Required action:
Go to the line below containing "task | put a dot on every instance of the utility" and print exactly from there through the line containing "blue roller shutter", both included. Print nothing else.

Source records

-.-.-

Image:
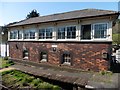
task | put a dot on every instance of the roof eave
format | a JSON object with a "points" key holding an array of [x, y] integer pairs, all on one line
{"points": [[117, 13]]}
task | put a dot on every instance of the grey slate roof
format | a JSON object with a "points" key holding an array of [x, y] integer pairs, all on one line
{"points": [[66, 16]]}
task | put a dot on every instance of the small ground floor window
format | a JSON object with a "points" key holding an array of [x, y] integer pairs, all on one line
{"points": [[66, 58], [43, 56], [25, 54]]}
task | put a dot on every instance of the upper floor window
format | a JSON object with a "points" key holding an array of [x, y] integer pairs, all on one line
{"points": [[61, 33], [71, 32], [29, 34], [45, 33], [67, 32], [19, 34], [13, 34], [86, 32], [100, 30]]}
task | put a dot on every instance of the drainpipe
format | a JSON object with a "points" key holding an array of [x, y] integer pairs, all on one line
{"points": [[6, 49]]}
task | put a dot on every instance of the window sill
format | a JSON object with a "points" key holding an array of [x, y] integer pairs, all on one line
{"points": [[67, 63]]}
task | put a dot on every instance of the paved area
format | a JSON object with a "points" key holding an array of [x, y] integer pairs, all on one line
{"points": [[87, 79], [6, 69]]}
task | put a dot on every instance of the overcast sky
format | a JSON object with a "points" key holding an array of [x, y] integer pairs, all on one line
{"points": [[16, 11]]}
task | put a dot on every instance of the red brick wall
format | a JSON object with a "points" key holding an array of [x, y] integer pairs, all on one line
{"points": [[84, 55]]}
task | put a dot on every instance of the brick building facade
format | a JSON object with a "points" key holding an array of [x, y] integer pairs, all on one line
{"points": [[77, 44]]}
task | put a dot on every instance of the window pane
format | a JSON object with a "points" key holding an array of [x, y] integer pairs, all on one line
{"points": [[29, 34], [13, 34], [32, 34], [61, 33], [41, 33], [100, 30], [49, 33], [19, 34], [71, 32], [26, 34], [86, 32]]}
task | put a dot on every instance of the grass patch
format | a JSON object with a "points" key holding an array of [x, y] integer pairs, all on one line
{"points": [[116, 38], [6, 62], [15, 78]]}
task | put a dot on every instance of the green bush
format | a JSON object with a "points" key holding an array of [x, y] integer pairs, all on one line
{"points": [[6, 72], [55, 87], [5, 58], [45, 85]]}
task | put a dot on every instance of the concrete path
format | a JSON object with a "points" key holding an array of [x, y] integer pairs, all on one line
{"points": [[7, 69], [87, 79]]}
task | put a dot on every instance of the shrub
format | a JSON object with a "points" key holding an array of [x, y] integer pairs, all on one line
{"points": [[45, 85], [5, 58], [55, 87]]}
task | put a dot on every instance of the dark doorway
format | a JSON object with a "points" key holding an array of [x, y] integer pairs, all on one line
{"points": [[86, 32]]}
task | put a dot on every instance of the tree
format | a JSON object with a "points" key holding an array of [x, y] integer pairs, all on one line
{"points": [[32, 14]]}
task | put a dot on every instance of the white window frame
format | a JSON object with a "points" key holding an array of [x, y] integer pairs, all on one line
{"points": [[99, 39], [45, 34], [66, 39], [29, 35], [10, 35], [91, 33], [21, 33]]}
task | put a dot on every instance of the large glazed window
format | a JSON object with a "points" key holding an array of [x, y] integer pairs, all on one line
{"points": [[29, 34], [68, 32], [45, 33], [86, 32], [71, 32], [25, 54], [13, 34], [43, 56], [100, 30], [19, 34], [66, 58], [61, 33]]}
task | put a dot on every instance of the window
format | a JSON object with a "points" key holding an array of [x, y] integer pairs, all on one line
{"points": [[49, 33], [19, 34], [100, 30], [45, 33], [66, 58], [61, 33], [67, 32], [29, 34], [71, 32], [41, 33], [43, 56], [25, 54], [86, 32], [13, 34]]}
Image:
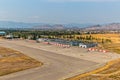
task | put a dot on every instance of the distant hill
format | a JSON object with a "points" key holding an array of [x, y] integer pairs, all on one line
{"points": [[112, 26], [22, 25]]}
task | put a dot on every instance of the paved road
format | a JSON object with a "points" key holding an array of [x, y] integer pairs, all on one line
{"points": [[56, 66]]}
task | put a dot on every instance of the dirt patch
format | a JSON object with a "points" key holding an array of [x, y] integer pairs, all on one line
{"points": [[13, 61], [111, 71]]}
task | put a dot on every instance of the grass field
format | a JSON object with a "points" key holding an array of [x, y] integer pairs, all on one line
{"points": [[13, 61], [112, 70]]}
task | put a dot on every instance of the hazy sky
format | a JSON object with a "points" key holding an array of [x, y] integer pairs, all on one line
{"points": [[60, 11]]}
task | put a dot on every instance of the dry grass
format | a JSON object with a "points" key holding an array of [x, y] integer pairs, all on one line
{"points": [[13, 61]]}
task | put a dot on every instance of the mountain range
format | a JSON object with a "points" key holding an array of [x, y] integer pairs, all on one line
{"points": [[108, 27], [15, 25], [22, 25]]}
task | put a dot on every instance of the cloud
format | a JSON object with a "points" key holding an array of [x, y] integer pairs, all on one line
{"points": [[83, 0]]}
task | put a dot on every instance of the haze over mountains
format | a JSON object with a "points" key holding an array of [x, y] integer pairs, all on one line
{"points": [[111, 26], [22, 25]]}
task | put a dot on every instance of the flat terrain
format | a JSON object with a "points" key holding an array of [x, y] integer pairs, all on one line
{"points": [[13, 61], [59, 63]]}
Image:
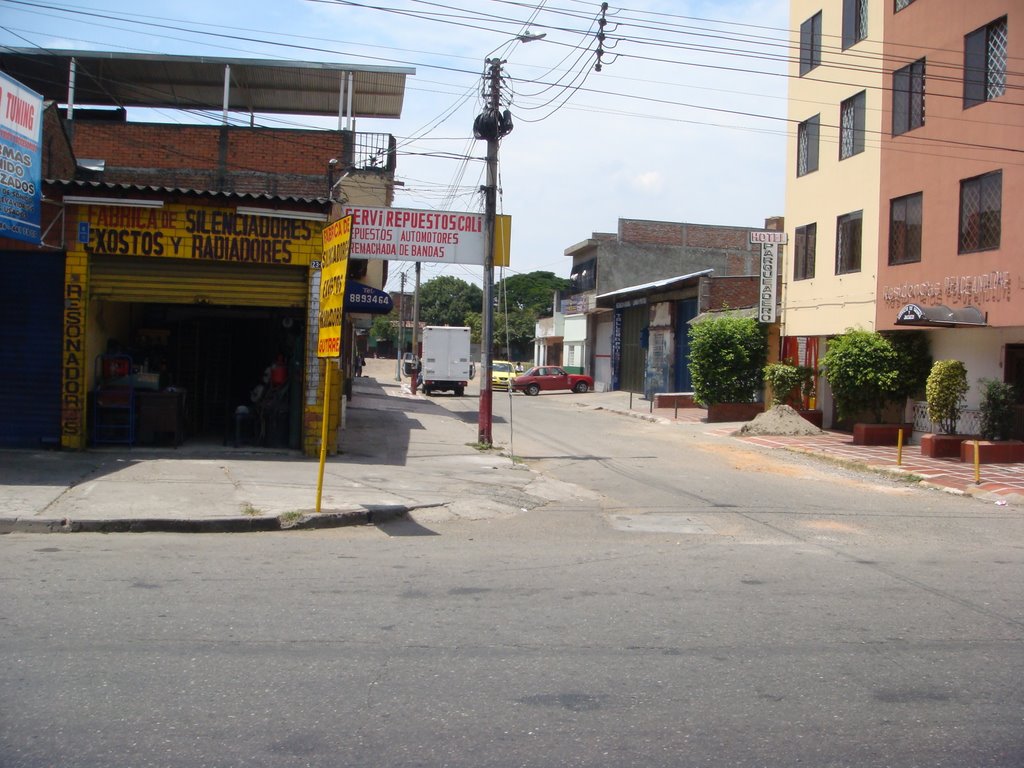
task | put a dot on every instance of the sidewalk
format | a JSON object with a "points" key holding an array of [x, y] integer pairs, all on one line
{"points": [[999, 483], [398, 454]]}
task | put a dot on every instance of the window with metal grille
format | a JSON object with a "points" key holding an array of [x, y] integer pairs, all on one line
{"points": [[848, 243], [985, 64], [851, 126], [854, 22], [908, 97], [805, 246], [810, 43], [807, 145], [981, 212], [904, 228]]}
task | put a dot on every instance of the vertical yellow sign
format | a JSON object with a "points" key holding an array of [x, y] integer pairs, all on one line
{"points": [[337, 240]]}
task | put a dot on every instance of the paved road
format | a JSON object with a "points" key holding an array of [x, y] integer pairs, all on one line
{"points": [[690, 603]]}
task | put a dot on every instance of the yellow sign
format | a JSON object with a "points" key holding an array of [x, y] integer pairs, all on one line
{"points": [[337, 241]]}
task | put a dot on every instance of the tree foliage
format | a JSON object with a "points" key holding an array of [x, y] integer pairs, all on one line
{"points": [[446, 300], [727, 358]]}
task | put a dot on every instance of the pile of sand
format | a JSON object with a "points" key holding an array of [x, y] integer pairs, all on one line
{"points": [[780, 420]]}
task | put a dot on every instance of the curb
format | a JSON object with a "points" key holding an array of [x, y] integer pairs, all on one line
{"points": [[371, 515]]}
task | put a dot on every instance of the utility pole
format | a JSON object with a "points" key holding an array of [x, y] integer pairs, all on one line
{"points": [[491, 125], [401, 326], [416, 327]]}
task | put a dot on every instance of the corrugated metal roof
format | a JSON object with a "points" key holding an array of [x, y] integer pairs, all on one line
{"points": [[104, 79], [102, 186], [655, 284]]}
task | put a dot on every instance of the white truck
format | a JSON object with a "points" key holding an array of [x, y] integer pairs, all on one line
{"points": [[446, 367]]}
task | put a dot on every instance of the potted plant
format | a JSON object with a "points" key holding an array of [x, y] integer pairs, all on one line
{"points": [[793, 385], [727, 357], [945, 393], [997, 413], [867, 373]]}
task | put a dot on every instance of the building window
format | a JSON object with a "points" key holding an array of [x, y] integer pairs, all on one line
{"points": [[803, 259], [807, 145], [810, 43], [851, 126], [854, 22], [848, 243], [985, 64], [981, 211], [908, 97], [904, 228]]}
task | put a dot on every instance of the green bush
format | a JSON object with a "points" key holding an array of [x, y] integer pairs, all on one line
{"points": [[997, 400], [862, 369], [727, 357], [790, 384], [945, 392]]}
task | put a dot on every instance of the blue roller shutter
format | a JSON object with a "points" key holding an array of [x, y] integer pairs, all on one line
{"points": [[31, 311]]}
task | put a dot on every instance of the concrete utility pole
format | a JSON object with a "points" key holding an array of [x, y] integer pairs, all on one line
{"points": [[492, 126], [416, 327]]}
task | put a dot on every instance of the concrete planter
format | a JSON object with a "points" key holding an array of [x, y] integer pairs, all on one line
{"points": [[734, 412], [881, 434], [993, 452], [943, 445]]}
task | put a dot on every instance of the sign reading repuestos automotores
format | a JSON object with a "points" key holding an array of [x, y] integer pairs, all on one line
{"points": [[198, 232], [335, 268], [437, 237], [20, 167]]}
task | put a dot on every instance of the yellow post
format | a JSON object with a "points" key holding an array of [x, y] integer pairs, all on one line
{"points": [[327, 409]]}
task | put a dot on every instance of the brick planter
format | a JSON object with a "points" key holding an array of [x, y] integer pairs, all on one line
{"points": [[734, 412], [993, 452], [943, 445], [881, 434]]}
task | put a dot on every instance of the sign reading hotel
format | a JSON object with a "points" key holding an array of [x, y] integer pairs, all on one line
{"points": [[337, 237], [434, 237], [769, 242], [20, 167]]}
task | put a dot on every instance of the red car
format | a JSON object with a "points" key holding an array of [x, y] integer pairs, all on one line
{"points": [[551, 377]]}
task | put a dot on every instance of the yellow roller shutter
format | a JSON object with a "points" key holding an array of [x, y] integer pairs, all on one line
{"points": [[181, 282]]}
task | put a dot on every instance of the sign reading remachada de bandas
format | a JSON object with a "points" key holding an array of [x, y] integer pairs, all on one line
{"points": [[404, 235]]}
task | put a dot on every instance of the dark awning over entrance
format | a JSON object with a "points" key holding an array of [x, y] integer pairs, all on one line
{"points": [[940, 316]]}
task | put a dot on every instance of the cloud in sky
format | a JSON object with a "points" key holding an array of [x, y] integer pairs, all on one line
{"points": [[683, 123]]}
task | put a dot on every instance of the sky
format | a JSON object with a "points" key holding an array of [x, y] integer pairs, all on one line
{"points": [[685, 121]]}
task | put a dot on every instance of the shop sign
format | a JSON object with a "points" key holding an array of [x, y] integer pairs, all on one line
{"points": [[366, 299], [20, 167], [198, 232], [332, 294], [434, 237]]}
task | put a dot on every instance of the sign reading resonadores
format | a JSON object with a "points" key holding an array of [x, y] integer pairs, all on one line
{"points": [[334, 271], [437, 237], [770, 241]]}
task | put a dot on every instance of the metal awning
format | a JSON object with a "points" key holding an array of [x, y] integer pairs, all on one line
{"points": [[103, 79], [653, 287], [940, 316]]}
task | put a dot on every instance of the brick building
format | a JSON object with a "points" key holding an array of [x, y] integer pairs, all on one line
{"points": [[177, 282]]}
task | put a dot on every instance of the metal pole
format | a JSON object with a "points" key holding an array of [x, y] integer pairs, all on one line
{"points": [[416, 326], [484, 436]]}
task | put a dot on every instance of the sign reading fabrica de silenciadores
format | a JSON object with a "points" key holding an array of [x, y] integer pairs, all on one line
{"points": [[403, 235]]}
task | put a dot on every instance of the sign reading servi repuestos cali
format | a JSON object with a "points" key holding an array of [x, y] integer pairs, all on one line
{"points": [[20, 167], [436, 237]]}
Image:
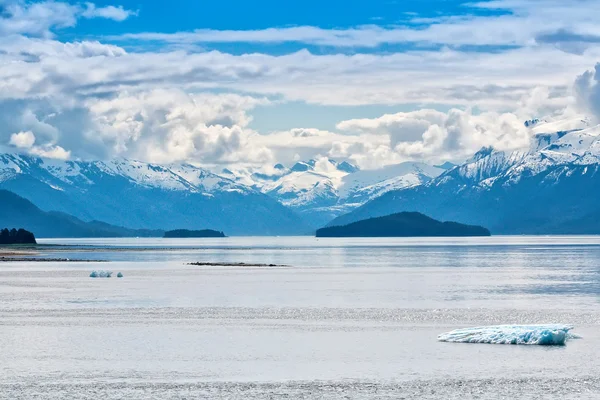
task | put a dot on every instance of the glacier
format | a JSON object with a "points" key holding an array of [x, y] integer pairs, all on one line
{"points": [[544, 335]]}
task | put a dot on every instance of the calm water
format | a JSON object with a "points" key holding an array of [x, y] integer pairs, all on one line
{"points": [[347, 317]]}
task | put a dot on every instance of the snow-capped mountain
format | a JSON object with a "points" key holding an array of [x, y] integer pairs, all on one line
{"points": [[321, 190], [550, 187], [141, 195]]}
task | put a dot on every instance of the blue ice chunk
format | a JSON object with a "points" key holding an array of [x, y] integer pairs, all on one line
{"points": [[101, 274], [545, 335]]}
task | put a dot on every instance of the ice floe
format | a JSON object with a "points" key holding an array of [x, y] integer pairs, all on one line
{"points": [[101, 274], [545, 335]]}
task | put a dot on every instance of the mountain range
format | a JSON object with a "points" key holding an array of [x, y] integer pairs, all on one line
{"points": [[322, 190], [140, 195], [549, 187]]}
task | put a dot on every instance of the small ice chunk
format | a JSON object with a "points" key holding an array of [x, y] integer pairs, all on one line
{"points": [[545, 335], [101, 274]]}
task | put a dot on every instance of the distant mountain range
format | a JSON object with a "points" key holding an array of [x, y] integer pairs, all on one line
{"points": [[404, 224], [550, 188], [321, 191], [18, 212], [140, 195]]}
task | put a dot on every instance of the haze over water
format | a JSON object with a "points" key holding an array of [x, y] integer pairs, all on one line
{"points": [[345, 317]]}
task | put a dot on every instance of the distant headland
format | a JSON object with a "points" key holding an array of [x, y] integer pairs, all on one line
{"points": [[404, 224], [14, 236], [185, 233]]}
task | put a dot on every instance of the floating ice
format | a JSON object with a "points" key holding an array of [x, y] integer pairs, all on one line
{"points": [[545, 335], [101, 274]]}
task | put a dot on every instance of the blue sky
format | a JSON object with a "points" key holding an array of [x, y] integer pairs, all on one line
{"points": [[256, 83], [182, 15]]}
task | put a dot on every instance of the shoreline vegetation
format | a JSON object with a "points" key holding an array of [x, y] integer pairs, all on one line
{"points": [[186, 233], [234, 264], [404, 224], [16, 236]]}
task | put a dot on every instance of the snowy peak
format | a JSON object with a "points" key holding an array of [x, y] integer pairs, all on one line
{"points": [[184, 177], [345, 166]]}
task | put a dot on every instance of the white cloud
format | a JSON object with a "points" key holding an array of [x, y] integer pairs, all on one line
{"points": [[41, 18], [587, 89], [109, 12], [95, 100], [56, 152], [433, 136], [22, 140], [523, 24]]}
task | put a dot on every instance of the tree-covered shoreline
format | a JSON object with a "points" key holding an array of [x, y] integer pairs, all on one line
{"points": [[14, 236]]}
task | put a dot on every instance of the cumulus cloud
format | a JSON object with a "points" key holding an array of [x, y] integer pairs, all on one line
{"points": [[524, 23], [109, 12], [431, 135], [41, 18], [92, 99], [22, 140], [587, 89]]}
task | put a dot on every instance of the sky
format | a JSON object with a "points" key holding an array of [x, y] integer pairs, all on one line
{"points": [[238, 83]]}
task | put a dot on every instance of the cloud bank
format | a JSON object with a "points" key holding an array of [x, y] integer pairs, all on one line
{"points": [[101, 99]]}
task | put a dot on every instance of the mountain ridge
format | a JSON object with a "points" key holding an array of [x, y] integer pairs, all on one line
{"points": [[536, 191]]}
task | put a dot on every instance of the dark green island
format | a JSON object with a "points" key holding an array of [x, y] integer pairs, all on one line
{"points": [[404, 224], [185, 233], [14, 236]]}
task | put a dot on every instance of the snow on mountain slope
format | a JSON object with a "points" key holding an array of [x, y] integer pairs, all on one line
{"points": [[141, 195], [81, 173], [322, 189], [550, 187]]}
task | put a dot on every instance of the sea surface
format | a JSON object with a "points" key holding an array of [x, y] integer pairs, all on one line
{"points": [[342, 318]]}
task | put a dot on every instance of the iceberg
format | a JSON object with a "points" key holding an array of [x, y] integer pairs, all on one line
{"points": [[101, 274], [545, 335]]}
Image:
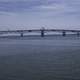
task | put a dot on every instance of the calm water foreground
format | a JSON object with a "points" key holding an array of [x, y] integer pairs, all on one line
{"points": [[40, 59]]}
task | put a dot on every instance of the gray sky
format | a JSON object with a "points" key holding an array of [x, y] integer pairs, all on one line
{"points": [[27, 14]]}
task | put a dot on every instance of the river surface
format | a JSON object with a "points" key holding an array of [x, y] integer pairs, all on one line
{"points": [[32, 58]]}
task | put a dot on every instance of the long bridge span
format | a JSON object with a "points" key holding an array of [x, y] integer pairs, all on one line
{"points": [[41, 31]]}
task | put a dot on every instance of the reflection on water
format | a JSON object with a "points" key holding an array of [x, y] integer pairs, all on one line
{"points": [[40, 59]]}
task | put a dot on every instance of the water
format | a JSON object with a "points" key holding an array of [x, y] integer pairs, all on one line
{"points": [[35, 58]]}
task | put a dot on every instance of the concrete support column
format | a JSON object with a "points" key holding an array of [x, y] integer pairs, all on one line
{"points": [[42, 33], [22, 35], [78, 33], [63, 33]]}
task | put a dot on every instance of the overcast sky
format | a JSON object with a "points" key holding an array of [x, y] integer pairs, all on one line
{"points": [[27, 14]]}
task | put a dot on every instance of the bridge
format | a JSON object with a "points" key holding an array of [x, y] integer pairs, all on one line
{"points": [[41, 31]]}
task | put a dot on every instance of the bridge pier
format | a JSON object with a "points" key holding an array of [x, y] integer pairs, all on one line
{"points": [[42, 33], [78, 34], [21, 35], [63, 33]]}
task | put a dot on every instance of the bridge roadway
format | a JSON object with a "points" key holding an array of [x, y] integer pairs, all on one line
{"points": [[41, 31]]}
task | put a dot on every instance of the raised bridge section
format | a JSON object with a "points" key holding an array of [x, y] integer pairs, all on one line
{"points": [[41, 31]]}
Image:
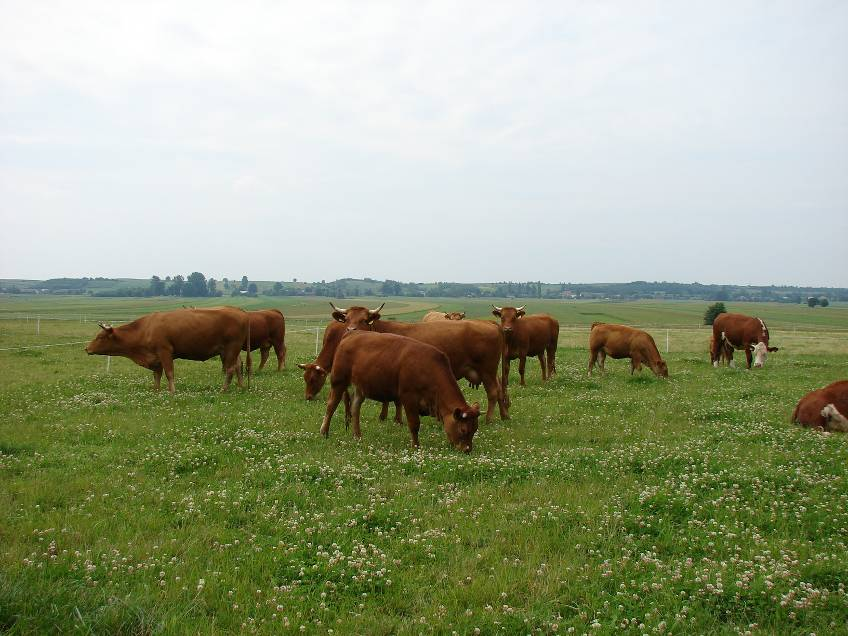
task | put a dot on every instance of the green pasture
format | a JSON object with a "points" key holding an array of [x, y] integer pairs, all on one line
{"points": [[614, 503]]}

-.-.-

Exercise result:
task | put a dot on every instance of the utility pole
format | a JSON object with a "points" key holding an array of [x, y] integer pairs, all on one line
{"points": [[491, 125], [401, 326], [416, 327]]}
task | put a dot on every instance of the corrugated metal roof
format | a JSON object with a "points" key holding an array of [x, y] integer pairs, all on one line
{"points": [[104, 79], [102, 186], [655, 284]]}
task | put a dot on every instance of the white truck
format | a JSON object with a "points" key holding an array of [x, y] integer pairs, all on one line
{"points": [[446, 367]]}
task | put a dot on every instance of the potted plant
format | a JSON object with a "points" key holding an array of [x, y] integer pairs, all on one line
{"points": [[793, 385], [727, 357], [945, 393], [997, 413], [867, 373]]}
task | put a dot on every instance of the building window
format | a JSON object with a "points" key holding an array of [x, y] integer pairs, all on one line
{"points": [[803, 259], [807, 145], [810, 43], [851, 126], [854, 22], [848, 243], [985, 64], [981, 211], [908, 97], [904, 228]]}
task | put a dot on every instance of the green bush
format | a JSON object with a "points" key holding an array of [x, y] integer pairs, all on one line
{"points": [[997, 400], [862, 369], [727, 357], [790, 384], [945, 392]]}
task | put a dot on every instance of the blue roller shutter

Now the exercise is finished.